TMCnews Featured Article


June 22, 2009

Nortel to Die, Firms Hover for Parts

By Brendan B. Read, Senior Contributing Editor


Nortel (News - Alert), the storied Canadian telecommunications equipment firm, appears to be on its deathbed, with other firms waiting to harvest its most functional body parts during its swan song.

 
The Associated Press reported today that the firm is winding down and said it is in talks to sell the rest of its operations. Nortel CEO Mike Zafirovski said the enterprise, the optical Metro Internet, and the carrier voice over IP and application business, as well as part of the wireless business are among the assets still up for sale. TMCnet reported that Nokia Siemens (News - Alert) Networks is buying substantially all of its CDMA business and LTE Access for $650 million.
 
Citing the Nokia (News - Alert) Siemens sale, the Toronto Stock Exchange suspended trading in Nortel shares June 22 reports the Canadian Press. The wire service said that Nortel has been the TSX’s most valuable company during the high tech boom. At its peak it employed more than 90,000 people worldwide and its shares were worth the equivalent of $1,245 in July 2000, or $124.50 before a 10-for-one stock consolidation.
 
The company has been operating under court protection from creditors since January had a stock-market value of just $93 million on Friday when its shares closed at 18.5 cents.
 
Zafirovski had hoped to restructure and preserve Nortel since seeking bankruptcy protection in Canada and the United States, but he said the economic crisis changed the outlook dramatically, said the AP. Nortel became the first major technology company to seek bankruptcy protection in this global downturn.
 
The chief said he’s hopeful the remaining transactions will allow employees to join new companies.
 
“We’re in advanced discussions with anywhere from three to seven companies for each one of the assets,” he said in an interview. “If we’re successful in getting the right value and the right integration planning and so on then Nortel as an entity which we know it will no longer be here in the future.”
 
The federal government is helping Nokia Siemens make the transition, and in turn Nortel to cross over. The Ottawa Citizen, the Canadian capital’s major newspaper in whose western suburbs that Nortel once had a huge office campus, reported Saturday that Export Development Canada “will help finance the break-up of Nortel Networks with $300 million in loan guarantees. The move is ironic, as Nortel failed to get financing from the Conservative government late last year in a bid to avoid filing for bankruptcy protection Jan. 14.”
 
The EDC, said the story, has been a vital financing lifeline to Nortel in recent years as other lenders fled as its fortunes fell, but it appears to have had second thoughts about the prospects for Nortel survival as an independent entity.

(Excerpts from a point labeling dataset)
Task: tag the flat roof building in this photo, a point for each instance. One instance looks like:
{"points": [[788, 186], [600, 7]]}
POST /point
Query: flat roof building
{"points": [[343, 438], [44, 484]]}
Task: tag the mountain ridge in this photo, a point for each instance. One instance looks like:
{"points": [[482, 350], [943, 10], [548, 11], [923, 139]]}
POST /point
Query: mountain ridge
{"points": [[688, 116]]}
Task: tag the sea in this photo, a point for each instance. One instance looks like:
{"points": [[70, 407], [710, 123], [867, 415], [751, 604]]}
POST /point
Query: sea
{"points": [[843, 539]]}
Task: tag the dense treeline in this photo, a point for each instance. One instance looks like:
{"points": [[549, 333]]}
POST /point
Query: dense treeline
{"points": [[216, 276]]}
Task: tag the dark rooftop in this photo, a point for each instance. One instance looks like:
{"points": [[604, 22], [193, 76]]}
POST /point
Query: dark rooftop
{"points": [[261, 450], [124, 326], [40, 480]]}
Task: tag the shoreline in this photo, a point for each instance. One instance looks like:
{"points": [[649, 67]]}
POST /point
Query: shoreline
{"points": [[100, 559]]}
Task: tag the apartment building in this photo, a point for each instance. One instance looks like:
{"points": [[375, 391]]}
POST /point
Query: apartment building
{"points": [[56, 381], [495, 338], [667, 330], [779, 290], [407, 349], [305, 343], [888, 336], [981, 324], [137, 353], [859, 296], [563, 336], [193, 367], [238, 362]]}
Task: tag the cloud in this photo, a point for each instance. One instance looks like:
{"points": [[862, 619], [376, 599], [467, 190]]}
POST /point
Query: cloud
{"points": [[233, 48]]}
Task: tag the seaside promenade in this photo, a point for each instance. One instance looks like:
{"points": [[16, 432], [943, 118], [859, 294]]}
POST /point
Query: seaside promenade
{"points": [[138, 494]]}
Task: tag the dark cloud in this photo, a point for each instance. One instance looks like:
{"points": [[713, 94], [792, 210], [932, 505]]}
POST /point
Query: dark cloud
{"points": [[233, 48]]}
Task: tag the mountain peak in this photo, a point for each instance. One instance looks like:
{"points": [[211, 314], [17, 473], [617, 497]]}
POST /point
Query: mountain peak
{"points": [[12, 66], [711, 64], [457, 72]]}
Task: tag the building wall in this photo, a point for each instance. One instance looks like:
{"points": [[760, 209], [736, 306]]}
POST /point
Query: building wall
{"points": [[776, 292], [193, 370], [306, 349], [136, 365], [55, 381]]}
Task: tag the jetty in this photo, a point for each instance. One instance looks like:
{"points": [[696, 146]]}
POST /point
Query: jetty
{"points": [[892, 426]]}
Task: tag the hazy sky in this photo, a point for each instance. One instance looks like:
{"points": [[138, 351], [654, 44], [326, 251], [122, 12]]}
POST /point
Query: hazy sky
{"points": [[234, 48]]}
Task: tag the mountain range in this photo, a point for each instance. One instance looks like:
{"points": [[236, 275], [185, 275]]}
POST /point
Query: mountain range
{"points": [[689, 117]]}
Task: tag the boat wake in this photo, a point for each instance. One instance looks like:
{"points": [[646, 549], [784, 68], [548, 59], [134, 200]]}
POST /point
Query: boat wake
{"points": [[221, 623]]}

→ **Required actions**
(1) Answer these questions from the Nortel article:
(a) How much is Nokia Siemens Networks paying for Nortel's CDMA business and LTE Access?
(b) At its peak, how many people did Nortel employ worldwide?
(c) What amount in loan guarantees will Export Development Canada provide?
(2) Rewrite part of the Nortel article. Begin at the words "Nortel to Die, Firms" and stop after "its swan song.", replacing "swan song" with "final act".
The records have no connection to the Nortel article.

→ **Answers per task**
(1)
(a) $650 million
(b) More than 90,000
(c) $300 million

(2)
Nortel to Die, Firms Hover for Parts

By Brendan B. Read, Senior Contributing Editor


Nortel (News - Alert), the storied Canadian telecommunications equipment firm, appears to be on its deathbed, with other firms waiting to harvest its most functional body parts during its final act.